#### EXERCISE GOAL
Set each entry down exactly as written.

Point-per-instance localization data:
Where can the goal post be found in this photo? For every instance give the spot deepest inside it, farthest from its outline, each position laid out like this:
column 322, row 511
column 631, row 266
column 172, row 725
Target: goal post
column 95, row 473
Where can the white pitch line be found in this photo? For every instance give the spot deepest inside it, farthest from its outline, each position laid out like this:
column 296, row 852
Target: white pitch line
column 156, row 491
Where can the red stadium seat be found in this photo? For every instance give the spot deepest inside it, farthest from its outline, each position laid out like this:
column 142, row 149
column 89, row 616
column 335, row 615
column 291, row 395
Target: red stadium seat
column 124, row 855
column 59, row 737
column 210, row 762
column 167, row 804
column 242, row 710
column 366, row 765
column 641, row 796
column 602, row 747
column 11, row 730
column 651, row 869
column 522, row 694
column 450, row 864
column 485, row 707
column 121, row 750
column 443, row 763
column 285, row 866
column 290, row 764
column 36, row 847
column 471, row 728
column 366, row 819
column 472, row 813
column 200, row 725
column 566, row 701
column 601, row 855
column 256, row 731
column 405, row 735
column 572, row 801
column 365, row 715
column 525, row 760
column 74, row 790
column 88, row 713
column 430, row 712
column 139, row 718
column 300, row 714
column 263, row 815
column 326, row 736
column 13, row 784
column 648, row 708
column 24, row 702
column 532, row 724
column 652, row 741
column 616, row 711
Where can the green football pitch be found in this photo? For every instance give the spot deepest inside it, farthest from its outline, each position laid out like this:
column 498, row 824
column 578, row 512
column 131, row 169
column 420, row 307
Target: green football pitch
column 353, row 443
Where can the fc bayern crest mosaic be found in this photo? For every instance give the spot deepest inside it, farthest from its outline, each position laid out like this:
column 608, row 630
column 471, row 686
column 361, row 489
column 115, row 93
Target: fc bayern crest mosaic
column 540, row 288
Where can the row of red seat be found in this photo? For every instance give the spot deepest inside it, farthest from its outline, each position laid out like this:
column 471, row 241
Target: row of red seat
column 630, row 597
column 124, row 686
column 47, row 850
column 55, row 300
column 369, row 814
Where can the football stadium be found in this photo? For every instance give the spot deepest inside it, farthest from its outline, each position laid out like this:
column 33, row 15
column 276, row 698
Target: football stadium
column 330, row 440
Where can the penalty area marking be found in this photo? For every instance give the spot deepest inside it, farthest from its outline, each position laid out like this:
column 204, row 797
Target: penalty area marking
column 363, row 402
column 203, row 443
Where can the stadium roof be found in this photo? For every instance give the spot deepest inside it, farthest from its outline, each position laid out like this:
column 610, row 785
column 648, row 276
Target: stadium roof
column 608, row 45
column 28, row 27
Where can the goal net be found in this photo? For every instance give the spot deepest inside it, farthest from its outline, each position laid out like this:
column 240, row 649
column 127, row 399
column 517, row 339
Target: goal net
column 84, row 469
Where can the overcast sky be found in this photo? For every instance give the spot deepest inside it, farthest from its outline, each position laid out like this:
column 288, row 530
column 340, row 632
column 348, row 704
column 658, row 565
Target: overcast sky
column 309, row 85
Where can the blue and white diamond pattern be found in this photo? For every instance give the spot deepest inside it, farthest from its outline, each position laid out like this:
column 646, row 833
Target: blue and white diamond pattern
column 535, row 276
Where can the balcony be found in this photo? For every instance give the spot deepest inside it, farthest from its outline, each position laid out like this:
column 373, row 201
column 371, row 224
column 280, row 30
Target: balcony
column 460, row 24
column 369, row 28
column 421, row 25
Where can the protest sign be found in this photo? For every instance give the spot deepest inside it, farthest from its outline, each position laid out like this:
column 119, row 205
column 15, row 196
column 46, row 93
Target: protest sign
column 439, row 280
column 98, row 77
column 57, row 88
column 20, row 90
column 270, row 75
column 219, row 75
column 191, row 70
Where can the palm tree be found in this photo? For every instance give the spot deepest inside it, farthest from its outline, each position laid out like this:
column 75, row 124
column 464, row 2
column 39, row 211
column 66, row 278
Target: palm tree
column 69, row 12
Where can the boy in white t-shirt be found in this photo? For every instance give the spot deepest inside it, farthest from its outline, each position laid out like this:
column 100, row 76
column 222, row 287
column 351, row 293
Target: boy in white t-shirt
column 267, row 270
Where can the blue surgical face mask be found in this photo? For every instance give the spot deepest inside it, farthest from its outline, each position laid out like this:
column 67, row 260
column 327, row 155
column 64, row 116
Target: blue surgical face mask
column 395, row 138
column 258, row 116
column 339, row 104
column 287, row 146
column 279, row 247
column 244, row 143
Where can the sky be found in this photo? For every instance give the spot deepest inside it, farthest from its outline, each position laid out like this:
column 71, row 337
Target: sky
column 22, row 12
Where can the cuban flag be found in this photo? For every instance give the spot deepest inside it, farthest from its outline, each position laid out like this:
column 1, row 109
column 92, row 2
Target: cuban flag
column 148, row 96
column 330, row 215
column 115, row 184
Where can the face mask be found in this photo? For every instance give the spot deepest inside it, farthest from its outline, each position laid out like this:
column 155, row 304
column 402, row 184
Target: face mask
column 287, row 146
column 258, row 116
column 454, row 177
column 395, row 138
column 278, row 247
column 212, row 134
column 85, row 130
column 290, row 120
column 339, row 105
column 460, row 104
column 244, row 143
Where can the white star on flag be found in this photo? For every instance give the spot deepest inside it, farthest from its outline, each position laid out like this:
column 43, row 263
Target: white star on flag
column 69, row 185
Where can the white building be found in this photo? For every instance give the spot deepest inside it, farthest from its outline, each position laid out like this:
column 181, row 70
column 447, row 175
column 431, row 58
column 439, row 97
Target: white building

#### COMPLETED EXERCISE
Where can the goal post be found in this photo? For every instance give the spot deepest inside it, farthest from its outline, each position laid out like this:
column 322, row 511
column 631, row 266
column 172, row 725
Target: goal post
column 95, row 473
Where can the white pitch line be found in this photo? For every instance give the spot deepest inside it, farthest from its outline, each position laid out like this:
column 296, row 852
Target: white pitch line
column 156, row 491
Where can the red stadium seat be found in this photo? For every instance give the spot deepest inside it, farthest from its outline, each position laid out like this:
column 142, row 149
column 89, row 616
column 335, row 615
column 291, row 395
Target: red stadium seat
column 124, row 855
column 59, row 737
column 210, row 762
column 167, row 804
column 242, row 710
column 366, row 765
column 641, row 796
column 602, row 747
column 11, row 730
column 651, row 869
column 522, row 694
column 450, row 864
column 485, row 707
column 121, row 750
column 443, row 763
column 285, row 866
column 290, row 764
column 36, row 847
column 471, row 728
column 366, row 819
column 472, row 813
column 200, row 725
column 566, row 701
column 601, row 855
column 256, row 731
column 405, row 735
column 572, row 801
column 365, row 715
column 525, row 760
column 74, row 790
column 88, row 713
column 430, row 712
column 139, row 718
column 300, row 714
column 263, row 815
column 326, row 736
column 13, row 784
column 648, row 708
column 24, row 702
column 532, row 724
column 652, row 741
column 616, row 711
Where can the green football pitch be found in this photo? For every instance give the spot deepest inside it, farthest from its outline, each position laid out like this:
column 498, row 824
column 578, row 512
column 131, row 169
column 420, row 307
Target: green football pitch
column 353, row 443
Where can the fc bayern crest mosaic be found in this photo? For every instance give the spot deepest inside it, farthest from its outline, each position laid out like this:
column 608, row 630
column 471, row 686
column 361, row 489
column 115, row 93
Target: fc bayern crest mosaic
column 540, row 288
Where can the row of red seat be found in this photo? For every instance give the spot deepest inside it, farthest from its outline, each position laid out like this:
column 471, row 241
Target: row of red seat
column 630, row 597
column 124, row 686
column 47, row 850
column 55, row 300
column 369, row 814
Where can the football stadium be found in this photo? For every instance give the spot deepest inside it, farthest from its outline, each position laid out like this:
column 33, row 15
column 276, row 698
Target: football stadium
column 330, row 440
Where can the penalty area marking be found in this photo? For every instance give the spot deepest inside it, farthest from its outline, each position laid out like this:
column 204, row 797
Target: penalty area marking
column 363, row 402
column 203, row 443
Where can the stadium roof be found in this photo? For every instance give the spot deepest inside it, farthest from its outline, each position laid out like this:
column 610, row 785
column 648, row 276
Target: stadium roof
column 608, row 45
column 28, row 27
Where can the goal net be found in this photo? For every instance give the spot deepest inside it, farthest from its outline, each position laid out like this:
column 240, row 649
column 127, row 399
column 517, row 339
Target: goal net
column 84, row 469
Where can the overcast sky be found in this photo? For every instance give the spot deepest inside it, farthest from its outline, each position laid out like this:
column 288, row 530
column 340, row 632
column 348, row 704
column 658, row 565
Target: overcast sky
column 309, row 85
Where can the blue and white diamond pattern be found in this photo? For every instance give the spot deepest inside it, farthest from its outline, each position laid out like this:
column 646, row 833
Target: blue and white diamond pattern
column 535, row 276
Where can the balcony be found in this photo? For every instance give the spot deepest inside it, farthest from its outline, each position laid out like this:
column 373, row 201
column 371, row 224
column 280, row 30
Target: balcony
column 460, row 24
column 369, row 28
column 421, row 25
Where can the protest sign be found in this photo? For every instance give the spot deepest inside it, farthest from its outline, each position laid out like this:
column 119, row 205
column 15, row 196
column 46, row 93
Target: protest sign
column 439, row 280
column 98, row 77
column 57, row 88
column 20, row 90
column 270, row 75
column 219, row 75
column 191, row 70
Where can the palm tree be found in this photo? For every instance give the spot deepest inside it, farthest from its outline, each position laid out like this:
column 75, row 124
column 464, row 2
column 39, row 211
column 66, row 278
Target: palm tree
column 69, row 12
Where can the boy in white t-shirt be found in this photo? For every instance give the spot deepest inside it, farthest from its outline, each position laid out like this:
column 100, row 76
column 222, row 287
column 351, row 293
Target: boy in white t-shirt
column 267, row 270
Where can the blue surgical face mask be found in this photo? For every instance give the spot deepest inside it, farthest from its outline, each position laid out like this:
column 67, row 260
column 327, row 155
column 64, row 116
Target: blue surgical face mask
column 395, row 138
column 258, row 116
column 339, row 104
column 287, row 146
column 279, row 247
column 244, row 143
Where can the sky be found in this photo? For every instance give the spot deepest inside it, farthest from its outline, each position laid out like this:
column 71, row 337
Target: sky
column 22, row 12
Where can the cuban flag be found in this photo? For every instance give the spot deepest inside it, farthest from its outline, each position laid out like this:
column 1, row 109
column 92, row 2
Target: cuban flag
column 148, row 96
column 330, row 215
column 115, row 184
Where can the face mask be found in this photo? For every instance give the spot deepest inside it, farthest from its outline, each position laid out like this:
column 155, row 304
column 402, row 184
Target: face mask
column 287, row 146
column 258, row 116
column 454, row 177
column 395, row 138
column 278, row 247
column 212, row 134
column 85, row 130
column 290, row 120
column 339, row 105
column 460, row 104
column 244, row 143
Where can the white star on flag be found in this photo? For every instance give the spot deepest inside it, farthest from its outline, each position laid out like this:
column 43, row 263
Target: white star on flag
column 69, row 185
Where can the white building be found in this photo? For every instance give the spot deepest inside it, farthest from its outline, each position laid out like this:
column 181, row 70
column 447, row 175
column 431, row 58
column 439, row 97
Target: white building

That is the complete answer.